(Data entries)
────────

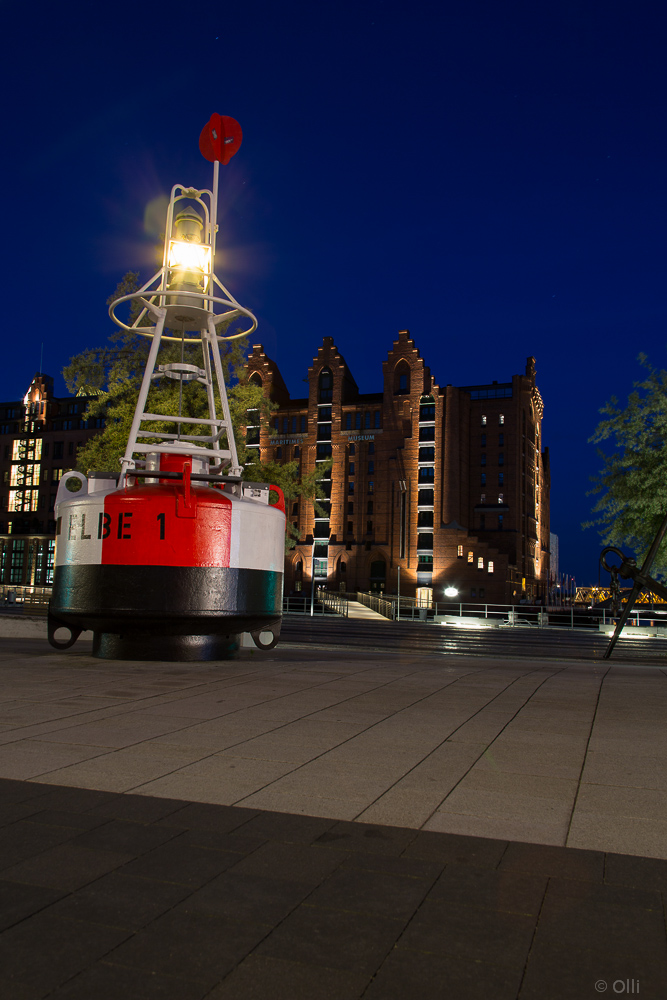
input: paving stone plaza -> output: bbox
[0,620,667,1000]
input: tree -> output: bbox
[63,272,330,548]
[583,354,667,576]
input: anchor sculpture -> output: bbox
[600,517,667,660]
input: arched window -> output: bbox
[394,359,410,396]
[317,368,333,403]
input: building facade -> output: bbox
[0,372,103,587]
[247,330,549,604]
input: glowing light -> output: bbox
[169,240,211,276]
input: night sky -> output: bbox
[0,0,667,584]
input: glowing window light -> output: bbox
[169,240,211,276]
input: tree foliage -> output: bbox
[63,272,329,548]
[584,354,667,576]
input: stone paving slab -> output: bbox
[0,637,667,1000]
[0,779,667,1000]
[0,640,667,859]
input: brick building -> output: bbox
[247,330,549,604]
[0,372,103,586]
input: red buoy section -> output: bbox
[50,455,285,660]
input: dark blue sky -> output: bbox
[0,0,667,583]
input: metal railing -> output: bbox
[283,590,347,616]
[318,590,667,631]
[0,584,51,612]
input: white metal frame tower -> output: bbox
[109,115,257,486]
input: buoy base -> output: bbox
[93,632,239,663]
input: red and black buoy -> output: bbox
[49,115,285,660]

────────

Copy the lines of the material exactly, starting at the line that contains "input: anchor sculpture -> output: bbox" and ending at the line that contains "[0,0,667,584]", with both of those lines included.

input: anchor sculpture -> output: bbox
[600,517,667,660]
input: arched window -> output: bbox
[394,359,410,396]
[317,368,333,403]
input: building facade -> output: bbox
[0,372,103,587]
[247,330,549,604]
input: glowing light -> output: bbox
[169,240,211,276]
input: night sky -> output: bbox
[0,0,667,584]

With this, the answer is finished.